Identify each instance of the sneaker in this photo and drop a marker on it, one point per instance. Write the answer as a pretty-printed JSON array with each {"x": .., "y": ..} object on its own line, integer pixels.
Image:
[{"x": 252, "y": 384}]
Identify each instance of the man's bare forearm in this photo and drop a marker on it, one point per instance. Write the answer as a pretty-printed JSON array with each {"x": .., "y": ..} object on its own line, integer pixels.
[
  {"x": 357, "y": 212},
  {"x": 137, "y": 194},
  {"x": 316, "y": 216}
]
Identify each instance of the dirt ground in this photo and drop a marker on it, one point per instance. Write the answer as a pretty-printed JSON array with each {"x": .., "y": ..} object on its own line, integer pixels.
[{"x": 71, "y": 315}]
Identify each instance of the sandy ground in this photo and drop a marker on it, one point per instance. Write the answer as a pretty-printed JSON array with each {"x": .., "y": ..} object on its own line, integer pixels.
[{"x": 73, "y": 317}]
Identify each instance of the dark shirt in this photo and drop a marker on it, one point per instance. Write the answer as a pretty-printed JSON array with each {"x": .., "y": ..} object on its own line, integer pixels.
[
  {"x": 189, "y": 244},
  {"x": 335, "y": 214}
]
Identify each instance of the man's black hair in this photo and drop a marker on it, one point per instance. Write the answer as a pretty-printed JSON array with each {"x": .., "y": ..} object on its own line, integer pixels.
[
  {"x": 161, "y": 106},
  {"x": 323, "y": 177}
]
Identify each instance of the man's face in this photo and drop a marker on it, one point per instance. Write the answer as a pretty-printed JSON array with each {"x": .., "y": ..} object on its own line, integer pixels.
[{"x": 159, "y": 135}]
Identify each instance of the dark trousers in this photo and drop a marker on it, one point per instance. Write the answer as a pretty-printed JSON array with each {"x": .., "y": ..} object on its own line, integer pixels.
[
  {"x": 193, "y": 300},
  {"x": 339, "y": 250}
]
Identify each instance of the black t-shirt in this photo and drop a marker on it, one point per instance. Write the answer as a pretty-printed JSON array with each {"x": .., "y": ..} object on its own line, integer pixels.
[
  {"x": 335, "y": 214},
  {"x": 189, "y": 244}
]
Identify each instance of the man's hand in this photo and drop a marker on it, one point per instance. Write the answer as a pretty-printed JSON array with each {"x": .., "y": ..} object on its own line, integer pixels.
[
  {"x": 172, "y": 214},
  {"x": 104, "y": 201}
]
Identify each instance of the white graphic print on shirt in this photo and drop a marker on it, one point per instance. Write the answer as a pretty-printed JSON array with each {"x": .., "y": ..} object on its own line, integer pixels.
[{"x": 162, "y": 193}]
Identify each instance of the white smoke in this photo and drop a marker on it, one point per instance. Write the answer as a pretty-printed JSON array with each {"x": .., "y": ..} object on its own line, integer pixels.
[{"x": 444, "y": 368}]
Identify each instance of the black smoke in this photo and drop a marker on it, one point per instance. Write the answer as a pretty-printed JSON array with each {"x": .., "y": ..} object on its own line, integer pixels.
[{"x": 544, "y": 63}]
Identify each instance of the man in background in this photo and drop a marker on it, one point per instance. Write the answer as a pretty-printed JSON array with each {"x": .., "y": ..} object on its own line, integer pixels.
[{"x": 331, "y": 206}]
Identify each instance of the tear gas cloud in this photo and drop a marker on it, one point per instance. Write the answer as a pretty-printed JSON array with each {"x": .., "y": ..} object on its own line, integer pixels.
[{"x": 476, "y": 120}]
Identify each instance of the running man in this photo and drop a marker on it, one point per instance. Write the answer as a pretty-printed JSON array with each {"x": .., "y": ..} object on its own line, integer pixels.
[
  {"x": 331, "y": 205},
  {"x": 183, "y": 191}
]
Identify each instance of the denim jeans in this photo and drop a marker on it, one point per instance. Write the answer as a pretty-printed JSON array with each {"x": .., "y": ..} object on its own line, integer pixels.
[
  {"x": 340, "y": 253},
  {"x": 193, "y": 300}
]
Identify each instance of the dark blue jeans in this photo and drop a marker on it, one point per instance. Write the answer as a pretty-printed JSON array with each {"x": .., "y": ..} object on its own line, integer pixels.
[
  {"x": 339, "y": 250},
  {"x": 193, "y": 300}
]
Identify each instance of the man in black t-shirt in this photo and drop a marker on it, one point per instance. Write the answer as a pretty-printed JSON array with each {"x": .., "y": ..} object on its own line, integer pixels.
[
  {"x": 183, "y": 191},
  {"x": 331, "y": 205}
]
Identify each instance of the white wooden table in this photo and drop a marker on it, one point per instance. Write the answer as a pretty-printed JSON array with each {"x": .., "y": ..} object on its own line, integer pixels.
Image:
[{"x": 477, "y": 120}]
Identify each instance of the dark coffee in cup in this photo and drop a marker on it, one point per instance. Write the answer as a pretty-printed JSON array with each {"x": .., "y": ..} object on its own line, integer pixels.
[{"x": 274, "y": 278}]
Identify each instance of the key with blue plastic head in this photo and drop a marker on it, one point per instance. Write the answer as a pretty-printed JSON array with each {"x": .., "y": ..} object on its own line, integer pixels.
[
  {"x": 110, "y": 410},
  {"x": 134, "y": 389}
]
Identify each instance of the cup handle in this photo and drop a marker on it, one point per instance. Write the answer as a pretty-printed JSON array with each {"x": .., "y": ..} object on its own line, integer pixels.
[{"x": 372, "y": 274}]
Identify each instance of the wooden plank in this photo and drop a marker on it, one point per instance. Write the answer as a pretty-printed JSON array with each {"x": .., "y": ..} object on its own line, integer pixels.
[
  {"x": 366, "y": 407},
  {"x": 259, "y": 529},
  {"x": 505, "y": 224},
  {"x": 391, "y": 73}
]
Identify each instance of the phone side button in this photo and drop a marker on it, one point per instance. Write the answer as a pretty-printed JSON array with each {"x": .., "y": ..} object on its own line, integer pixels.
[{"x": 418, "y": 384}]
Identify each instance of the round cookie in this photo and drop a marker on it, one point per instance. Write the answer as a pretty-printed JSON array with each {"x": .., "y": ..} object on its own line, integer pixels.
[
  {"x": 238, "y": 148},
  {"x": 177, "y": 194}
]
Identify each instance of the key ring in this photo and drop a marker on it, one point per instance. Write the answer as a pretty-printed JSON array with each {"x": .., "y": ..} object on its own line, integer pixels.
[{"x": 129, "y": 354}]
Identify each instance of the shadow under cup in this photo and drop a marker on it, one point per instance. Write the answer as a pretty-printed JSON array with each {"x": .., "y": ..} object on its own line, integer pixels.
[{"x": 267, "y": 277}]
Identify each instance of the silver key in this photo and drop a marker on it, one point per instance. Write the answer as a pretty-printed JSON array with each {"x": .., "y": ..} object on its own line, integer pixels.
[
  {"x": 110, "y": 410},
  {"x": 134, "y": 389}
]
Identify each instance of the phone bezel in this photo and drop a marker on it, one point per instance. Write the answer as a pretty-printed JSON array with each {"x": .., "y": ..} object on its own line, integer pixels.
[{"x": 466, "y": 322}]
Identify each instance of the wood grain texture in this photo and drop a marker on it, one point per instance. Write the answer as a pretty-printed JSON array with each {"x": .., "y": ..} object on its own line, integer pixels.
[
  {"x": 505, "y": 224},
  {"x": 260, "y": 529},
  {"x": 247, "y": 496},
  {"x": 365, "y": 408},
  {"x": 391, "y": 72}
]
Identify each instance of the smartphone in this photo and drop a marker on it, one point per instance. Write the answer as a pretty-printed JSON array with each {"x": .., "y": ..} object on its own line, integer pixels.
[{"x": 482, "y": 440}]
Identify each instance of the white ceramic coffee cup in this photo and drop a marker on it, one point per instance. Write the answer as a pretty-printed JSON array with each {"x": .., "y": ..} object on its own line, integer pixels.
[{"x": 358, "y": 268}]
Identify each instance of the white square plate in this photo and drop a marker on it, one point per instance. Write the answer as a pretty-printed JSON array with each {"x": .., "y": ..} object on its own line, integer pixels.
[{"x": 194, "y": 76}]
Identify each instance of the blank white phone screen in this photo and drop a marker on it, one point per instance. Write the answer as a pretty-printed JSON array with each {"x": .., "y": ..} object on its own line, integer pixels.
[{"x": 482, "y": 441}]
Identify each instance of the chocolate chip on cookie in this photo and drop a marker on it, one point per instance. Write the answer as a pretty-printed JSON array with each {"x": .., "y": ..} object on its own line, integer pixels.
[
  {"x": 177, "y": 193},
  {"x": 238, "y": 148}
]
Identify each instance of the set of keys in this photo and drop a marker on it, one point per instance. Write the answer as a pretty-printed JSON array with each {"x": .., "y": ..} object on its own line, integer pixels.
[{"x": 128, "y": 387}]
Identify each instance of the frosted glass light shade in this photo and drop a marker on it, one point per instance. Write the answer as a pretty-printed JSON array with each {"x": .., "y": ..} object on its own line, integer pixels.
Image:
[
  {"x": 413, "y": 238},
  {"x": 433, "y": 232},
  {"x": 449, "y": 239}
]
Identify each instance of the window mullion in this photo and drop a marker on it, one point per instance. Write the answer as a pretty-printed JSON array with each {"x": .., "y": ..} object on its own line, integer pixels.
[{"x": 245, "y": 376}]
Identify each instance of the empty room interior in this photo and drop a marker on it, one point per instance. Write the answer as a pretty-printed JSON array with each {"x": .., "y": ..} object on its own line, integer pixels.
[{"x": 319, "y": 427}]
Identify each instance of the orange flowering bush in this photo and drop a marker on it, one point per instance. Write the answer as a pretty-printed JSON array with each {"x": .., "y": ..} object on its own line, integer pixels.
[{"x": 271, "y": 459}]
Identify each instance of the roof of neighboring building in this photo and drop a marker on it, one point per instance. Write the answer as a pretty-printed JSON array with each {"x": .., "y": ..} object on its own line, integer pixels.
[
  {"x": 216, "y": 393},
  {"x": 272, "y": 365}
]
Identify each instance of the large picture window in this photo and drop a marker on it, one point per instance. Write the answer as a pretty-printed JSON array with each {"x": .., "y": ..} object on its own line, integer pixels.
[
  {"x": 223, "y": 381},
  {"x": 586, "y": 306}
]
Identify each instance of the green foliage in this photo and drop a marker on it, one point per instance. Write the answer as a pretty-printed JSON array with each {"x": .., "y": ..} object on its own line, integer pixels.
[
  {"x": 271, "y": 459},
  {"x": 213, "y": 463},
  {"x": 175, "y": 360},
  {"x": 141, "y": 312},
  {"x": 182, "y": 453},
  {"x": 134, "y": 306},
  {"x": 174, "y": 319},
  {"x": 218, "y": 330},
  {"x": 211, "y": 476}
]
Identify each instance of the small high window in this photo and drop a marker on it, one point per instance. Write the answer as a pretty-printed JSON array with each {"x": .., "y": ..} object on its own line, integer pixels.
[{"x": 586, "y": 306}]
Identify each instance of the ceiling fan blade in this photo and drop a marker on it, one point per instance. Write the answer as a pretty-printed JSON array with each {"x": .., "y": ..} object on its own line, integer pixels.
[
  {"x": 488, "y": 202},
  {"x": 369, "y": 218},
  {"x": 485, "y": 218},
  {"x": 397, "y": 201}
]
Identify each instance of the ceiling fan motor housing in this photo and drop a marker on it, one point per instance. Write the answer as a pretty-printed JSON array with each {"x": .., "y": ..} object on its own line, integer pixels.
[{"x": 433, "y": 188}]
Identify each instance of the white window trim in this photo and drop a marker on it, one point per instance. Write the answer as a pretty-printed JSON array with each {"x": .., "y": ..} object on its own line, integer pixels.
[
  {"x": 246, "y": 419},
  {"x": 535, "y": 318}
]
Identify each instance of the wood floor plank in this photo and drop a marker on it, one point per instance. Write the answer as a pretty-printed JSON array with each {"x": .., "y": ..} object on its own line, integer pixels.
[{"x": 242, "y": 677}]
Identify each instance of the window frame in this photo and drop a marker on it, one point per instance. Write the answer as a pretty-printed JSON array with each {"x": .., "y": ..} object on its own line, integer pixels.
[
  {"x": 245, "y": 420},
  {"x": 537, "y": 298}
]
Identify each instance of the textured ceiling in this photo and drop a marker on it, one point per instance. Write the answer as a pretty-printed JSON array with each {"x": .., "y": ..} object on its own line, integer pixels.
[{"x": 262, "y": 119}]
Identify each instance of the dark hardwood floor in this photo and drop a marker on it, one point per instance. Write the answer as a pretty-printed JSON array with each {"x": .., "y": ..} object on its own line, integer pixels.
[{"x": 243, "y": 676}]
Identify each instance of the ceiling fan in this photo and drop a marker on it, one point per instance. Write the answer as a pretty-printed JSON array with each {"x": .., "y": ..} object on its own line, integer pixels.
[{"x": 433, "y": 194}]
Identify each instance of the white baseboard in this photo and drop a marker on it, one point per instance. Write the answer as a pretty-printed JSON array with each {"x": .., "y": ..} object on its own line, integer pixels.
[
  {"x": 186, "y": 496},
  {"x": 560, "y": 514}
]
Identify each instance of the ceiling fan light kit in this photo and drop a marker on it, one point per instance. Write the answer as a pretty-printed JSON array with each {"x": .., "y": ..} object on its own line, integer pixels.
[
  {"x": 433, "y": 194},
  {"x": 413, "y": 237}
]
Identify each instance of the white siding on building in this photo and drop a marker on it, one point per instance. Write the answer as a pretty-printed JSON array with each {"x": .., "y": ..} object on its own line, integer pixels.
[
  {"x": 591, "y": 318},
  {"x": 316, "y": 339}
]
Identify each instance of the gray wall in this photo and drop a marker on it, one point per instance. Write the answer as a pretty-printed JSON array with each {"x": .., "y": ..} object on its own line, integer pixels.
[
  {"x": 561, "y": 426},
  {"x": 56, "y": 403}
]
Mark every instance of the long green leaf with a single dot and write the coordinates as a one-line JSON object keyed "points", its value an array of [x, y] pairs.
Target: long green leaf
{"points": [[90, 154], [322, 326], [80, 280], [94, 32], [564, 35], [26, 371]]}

------------------------

| STATED GOAL |
Put the lines from the one containing "Identify each instance of the ceiling fan in" through the end of the material into a Markdown table with the columns No. and Line, giving each line its own numbered row and omitting any blank lines.

| TASK RESPONSE |
| No. | Line |
|---|---|
| 1 | Identify each instance of the ceiling fan in this photo and drop a marker on it, one point per instance. Write the answer as a pretty-printed JSON array with each {"x": .., "y": ..} object on its own line, integer pixels. |
| 2 | [{"x": 433, "y": 194}] |
| 3 | Identify each instance of the white baseboard in this photo and drop a marker on it, one point per instance. Write the answer as a pretty-printed JSON array with each {"x": .., "y": ..} object on its own line, integer pixels. |
| 4 | [ |
| 5 |   {"x": 186, "y": 496}, |
| 6 |   {"x": 560, "y": 514} |
| 7 | ] |
| 8 | Identify each instance of the ceiling fan light kit in this photo and drop a marker on it, one point per instance. Write the answer as a pretty-printed JSON array with each {"x": .., "y": ..} object on its own line, integer pixels. |
| 9 | [ |
| 10 |   {"x": 433, "y": 194}, |
| 11 |   {"x": 413, "y": 237} |
| 12 | ] |
| 13 | Identify each instance of the white siding on building in this photo and drop a marker on it, one point per instance. Write the answer as a pretty-printed JSON array with each {"x": .., "y": ..} object on its own line, integer pixels. |
| 14 | [ |
| 15 |   {"x": 591, "y": 318}, |
| 16 |   {"x": 316, "y": 339} |
| 17 | ] |
| 18 | Identify each instance of the gray wall in this photo and drop a marker on it, one point per instance. Write the answer as a pretty-printed JSON array with each {"x": .., "y": ..} object on its own line, integer pixels. |
| 19 | [ |
| 20 |   {"x": 561, "y": 426}, |
| 21 |   {"x": 56, "y": 403} |
| 22 | ] |
| 23 | Mark every instance of the long green leaf with a single dot and write the coordinates as a one-line JSON object keyed "points", its value an array of [x, y] pairs. |
| 24 | Target: long green leaf |
| 25 | {"points": [[90, 154], [322, 326], [80, 280], [94, 32], [564, 35], [26, 371]]} |